[start of Selection]

Dale Snell <ddsnell@frontier.com> writes:

> That said, the only chord there is the C-x.  The rest
> are a sequence of keystrokes.

It doesn't matter. It is too many hits to do too
little.

> I can't speak for European keyboards.

The US layout is better for programming but those chars
are not as goofy as those you use. Semi-colon, and all
the brackets, are better placed on the US layout
keyboard, and for whatever language-specific chars you
need, there is the compose key.

Which by the way is another solution that I think is
much better than setting this up in Emacs.

> and the ever popular copyright (©), trademark (™),
> and registered trademark signs (®).

Serious?

> If I need anything more demanding, like en and em
> dashes, or primes instead of quotes, I'll fire up a
> text processor

A word processor? Like OpenOffice or Word?

[end of Selection]

__Task set__
1 – In the keyboard post, what does the writer say to use for any language-specific characters you need?
2 – Echo the keyboard post word for word, beginning with the words containing "It doesn't matter." and ending with "the compose key.".

[start of Information provided]

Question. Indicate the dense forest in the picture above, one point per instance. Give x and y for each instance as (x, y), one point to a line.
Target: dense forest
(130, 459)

[end of Information provided]

__Answers given__
1 – The compose key.

2 –
It doesn't matter. It is too many hits to do too
little.

> I can't speak for European keyboards.

The US layout is better for programming but those chars
are not as goofy as those you use. Semi-colon, and all
the brackets, are better placed on the US layout
keyboard, and for whatever language-specific chars you
need, there is the compose key.